TASK DETAILS: Scan the entries below for the word "tree". Copy each line that has it.

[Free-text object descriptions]
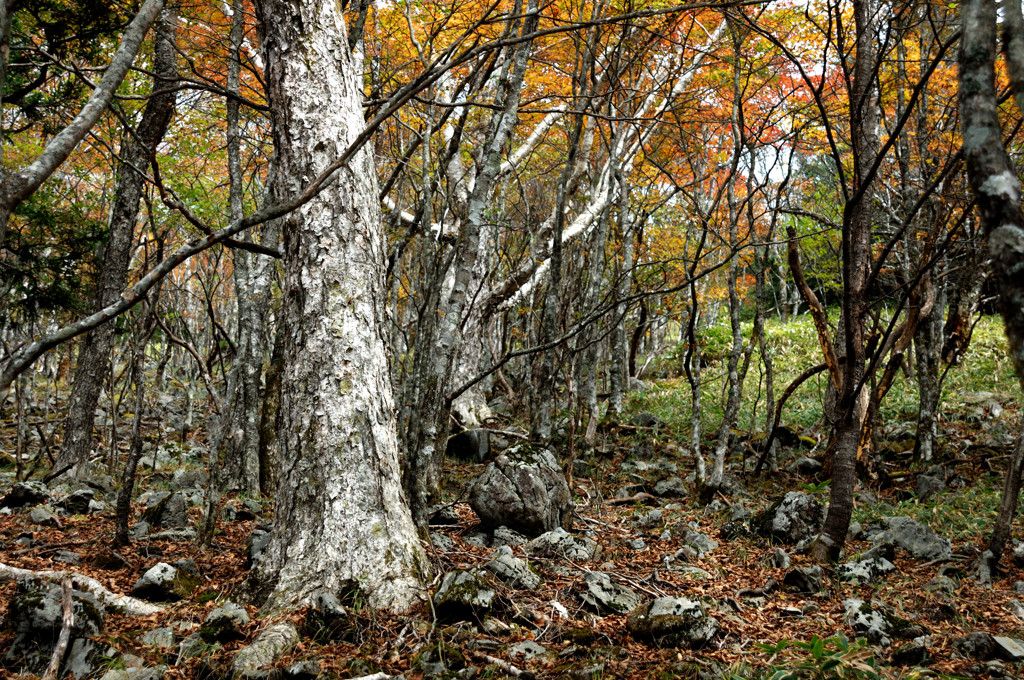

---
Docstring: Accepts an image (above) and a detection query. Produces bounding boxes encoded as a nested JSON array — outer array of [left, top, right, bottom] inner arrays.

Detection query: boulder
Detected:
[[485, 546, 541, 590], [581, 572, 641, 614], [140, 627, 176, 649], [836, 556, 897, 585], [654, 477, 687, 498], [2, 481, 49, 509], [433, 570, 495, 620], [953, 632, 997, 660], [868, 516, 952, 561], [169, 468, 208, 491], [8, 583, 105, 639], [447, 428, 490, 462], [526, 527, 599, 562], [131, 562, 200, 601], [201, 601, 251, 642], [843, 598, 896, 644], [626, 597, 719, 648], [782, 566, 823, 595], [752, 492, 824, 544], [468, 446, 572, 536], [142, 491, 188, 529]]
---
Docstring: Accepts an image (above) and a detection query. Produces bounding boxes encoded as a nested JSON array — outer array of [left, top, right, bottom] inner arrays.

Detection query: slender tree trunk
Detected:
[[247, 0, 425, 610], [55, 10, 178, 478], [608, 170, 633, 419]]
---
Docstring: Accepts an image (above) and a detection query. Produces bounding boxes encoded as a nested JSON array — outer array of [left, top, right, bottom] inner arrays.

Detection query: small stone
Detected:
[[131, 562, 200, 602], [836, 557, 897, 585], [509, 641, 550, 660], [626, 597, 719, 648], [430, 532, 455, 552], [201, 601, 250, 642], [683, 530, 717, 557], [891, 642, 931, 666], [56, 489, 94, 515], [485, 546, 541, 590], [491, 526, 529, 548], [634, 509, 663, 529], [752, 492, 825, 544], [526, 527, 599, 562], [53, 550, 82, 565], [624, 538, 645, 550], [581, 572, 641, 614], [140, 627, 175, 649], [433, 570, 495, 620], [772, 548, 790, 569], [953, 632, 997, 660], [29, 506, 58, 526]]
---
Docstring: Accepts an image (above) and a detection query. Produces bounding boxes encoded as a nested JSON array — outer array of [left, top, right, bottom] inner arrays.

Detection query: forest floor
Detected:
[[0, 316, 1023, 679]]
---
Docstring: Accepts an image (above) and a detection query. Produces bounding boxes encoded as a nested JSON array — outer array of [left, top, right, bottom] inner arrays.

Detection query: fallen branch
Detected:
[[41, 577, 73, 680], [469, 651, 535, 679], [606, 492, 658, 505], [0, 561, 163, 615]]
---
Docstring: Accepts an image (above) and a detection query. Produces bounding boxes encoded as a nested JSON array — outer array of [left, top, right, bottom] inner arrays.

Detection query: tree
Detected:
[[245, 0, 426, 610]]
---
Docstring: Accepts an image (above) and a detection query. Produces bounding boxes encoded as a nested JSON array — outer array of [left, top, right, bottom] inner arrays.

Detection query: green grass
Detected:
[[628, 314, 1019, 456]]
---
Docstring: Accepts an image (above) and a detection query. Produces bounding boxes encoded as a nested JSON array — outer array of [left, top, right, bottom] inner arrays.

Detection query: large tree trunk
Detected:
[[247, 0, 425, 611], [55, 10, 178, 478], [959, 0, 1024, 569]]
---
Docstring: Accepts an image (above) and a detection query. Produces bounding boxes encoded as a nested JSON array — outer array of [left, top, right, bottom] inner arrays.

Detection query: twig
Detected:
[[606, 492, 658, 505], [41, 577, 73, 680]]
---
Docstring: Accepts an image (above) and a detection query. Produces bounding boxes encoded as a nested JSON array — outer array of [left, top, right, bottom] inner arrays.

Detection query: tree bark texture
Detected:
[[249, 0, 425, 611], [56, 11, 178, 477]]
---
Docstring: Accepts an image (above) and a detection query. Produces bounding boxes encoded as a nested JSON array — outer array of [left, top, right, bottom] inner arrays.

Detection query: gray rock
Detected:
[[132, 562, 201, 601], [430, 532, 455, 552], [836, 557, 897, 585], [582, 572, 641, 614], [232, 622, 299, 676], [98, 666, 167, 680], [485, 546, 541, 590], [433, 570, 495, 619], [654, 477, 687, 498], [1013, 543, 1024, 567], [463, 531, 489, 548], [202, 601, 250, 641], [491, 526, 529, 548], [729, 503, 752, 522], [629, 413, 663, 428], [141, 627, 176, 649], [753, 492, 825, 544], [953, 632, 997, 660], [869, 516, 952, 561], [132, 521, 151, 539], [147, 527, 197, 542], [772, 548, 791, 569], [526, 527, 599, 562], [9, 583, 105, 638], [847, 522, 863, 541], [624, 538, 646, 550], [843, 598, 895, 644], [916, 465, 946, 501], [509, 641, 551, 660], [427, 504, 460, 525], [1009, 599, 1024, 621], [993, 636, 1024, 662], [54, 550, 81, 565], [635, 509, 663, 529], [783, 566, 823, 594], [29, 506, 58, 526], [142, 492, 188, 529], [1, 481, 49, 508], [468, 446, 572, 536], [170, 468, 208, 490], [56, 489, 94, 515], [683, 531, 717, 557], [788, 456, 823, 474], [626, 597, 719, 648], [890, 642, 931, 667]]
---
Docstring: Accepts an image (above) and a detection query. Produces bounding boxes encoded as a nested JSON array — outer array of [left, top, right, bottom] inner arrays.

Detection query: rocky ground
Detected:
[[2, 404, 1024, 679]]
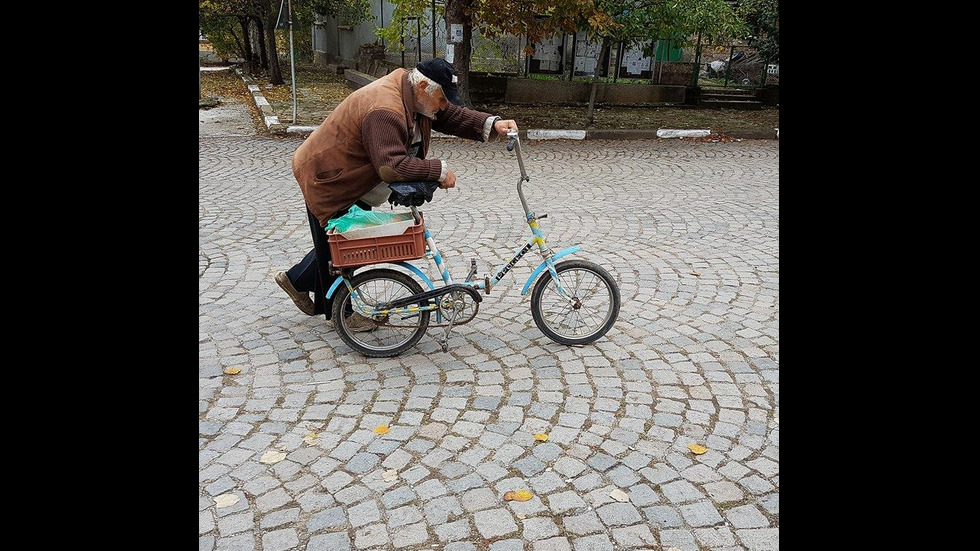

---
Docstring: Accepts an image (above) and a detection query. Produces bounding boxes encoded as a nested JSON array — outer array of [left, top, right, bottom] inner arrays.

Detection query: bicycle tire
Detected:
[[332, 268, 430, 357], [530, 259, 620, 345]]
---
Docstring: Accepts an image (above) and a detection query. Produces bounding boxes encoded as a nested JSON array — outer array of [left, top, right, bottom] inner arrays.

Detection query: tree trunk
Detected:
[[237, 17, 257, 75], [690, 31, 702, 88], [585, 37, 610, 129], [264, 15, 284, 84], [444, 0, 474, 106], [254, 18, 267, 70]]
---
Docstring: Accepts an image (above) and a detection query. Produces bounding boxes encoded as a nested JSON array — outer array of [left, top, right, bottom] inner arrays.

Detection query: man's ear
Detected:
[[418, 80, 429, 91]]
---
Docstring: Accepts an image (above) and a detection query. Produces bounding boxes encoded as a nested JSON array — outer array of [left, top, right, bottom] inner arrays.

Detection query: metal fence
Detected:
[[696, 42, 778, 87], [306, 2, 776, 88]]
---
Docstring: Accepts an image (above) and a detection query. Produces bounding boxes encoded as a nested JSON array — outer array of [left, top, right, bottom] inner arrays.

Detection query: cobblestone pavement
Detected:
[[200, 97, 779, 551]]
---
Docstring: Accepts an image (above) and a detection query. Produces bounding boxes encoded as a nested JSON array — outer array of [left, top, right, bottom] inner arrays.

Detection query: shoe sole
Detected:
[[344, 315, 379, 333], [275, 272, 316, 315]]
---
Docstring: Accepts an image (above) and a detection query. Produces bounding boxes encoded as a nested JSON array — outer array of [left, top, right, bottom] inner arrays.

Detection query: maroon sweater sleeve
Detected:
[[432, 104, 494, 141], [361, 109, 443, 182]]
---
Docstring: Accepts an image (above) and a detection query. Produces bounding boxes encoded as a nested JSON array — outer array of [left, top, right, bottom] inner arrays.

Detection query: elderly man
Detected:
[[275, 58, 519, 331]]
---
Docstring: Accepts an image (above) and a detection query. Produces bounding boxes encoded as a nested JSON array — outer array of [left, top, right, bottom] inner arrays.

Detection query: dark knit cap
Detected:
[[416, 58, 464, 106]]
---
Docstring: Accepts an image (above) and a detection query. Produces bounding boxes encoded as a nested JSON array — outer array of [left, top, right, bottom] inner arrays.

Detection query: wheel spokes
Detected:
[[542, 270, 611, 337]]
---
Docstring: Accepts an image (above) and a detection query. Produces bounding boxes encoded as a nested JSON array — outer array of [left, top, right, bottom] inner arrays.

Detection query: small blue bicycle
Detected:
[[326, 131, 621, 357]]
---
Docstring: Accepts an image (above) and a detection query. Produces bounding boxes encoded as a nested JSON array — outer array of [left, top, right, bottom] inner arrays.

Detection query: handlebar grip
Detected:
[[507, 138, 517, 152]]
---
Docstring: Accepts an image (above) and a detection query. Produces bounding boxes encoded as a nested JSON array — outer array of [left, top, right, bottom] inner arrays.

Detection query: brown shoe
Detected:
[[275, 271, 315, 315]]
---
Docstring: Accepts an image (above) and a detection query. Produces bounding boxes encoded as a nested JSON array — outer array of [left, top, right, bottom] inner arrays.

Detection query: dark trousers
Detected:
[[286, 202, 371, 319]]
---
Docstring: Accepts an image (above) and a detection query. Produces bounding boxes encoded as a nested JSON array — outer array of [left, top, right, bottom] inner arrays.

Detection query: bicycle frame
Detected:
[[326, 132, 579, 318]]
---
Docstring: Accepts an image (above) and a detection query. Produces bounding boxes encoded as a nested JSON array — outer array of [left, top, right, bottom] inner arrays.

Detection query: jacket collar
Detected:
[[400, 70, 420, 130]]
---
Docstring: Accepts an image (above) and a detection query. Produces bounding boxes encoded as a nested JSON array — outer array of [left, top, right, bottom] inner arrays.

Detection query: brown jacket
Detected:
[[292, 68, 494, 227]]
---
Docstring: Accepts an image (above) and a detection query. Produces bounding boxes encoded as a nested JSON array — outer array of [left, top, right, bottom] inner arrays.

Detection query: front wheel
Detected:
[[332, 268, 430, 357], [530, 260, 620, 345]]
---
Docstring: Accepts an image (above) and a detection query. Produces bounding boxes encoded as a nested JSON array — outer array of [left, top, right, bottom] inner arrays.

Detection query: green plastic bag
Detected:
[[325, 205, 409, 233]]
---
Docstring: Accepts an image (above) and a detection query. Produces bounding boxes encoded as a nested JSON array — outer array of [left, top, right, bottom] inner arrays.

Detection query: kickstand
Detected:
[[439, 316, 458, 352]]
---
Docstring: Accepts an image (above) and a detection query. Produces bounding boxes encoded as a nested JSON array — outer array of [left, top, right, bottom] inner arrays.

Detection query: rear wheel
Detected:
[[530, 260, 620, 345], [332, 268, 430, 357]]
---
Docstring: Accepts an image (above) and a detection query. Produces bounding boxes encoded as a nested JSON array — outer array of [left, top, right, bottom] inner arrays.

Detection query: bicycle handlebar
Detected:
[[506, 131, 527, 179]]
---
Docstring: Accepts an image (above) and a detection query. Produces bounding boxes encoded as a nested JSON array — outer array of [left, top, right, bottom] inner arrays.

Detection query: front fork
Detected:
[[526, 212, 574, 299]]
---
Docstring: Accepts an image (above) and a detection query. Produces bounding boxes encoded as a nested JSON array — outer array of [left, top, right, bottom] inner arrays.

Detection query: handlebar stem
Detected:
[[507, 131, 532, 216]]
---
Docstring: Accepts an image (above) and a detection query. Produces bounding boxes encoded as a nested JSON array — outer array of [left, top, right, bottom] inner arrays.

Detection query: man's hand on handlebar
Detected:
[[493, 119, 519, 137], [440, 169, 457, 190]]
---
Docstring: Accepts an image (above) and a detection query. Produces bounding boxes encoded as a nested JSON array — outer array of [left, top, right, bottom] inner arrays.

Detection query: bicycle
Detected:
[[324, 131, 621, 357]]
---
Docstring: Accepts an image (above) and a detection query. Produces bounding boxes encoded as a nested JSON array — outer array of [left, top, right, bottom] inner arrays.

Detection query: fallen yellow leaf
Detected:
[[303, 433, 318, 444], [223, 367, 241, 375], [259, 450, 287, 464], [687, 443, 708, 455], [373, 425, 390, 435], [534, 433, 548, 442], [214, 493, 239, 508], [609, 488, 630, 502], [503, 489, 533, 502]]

FINAL ANSWER:
Detection query: slender tree trunk
Detection query: tree
Detection query: large tree trunk
Detection query: tree bark texture
Detection query: tree trunk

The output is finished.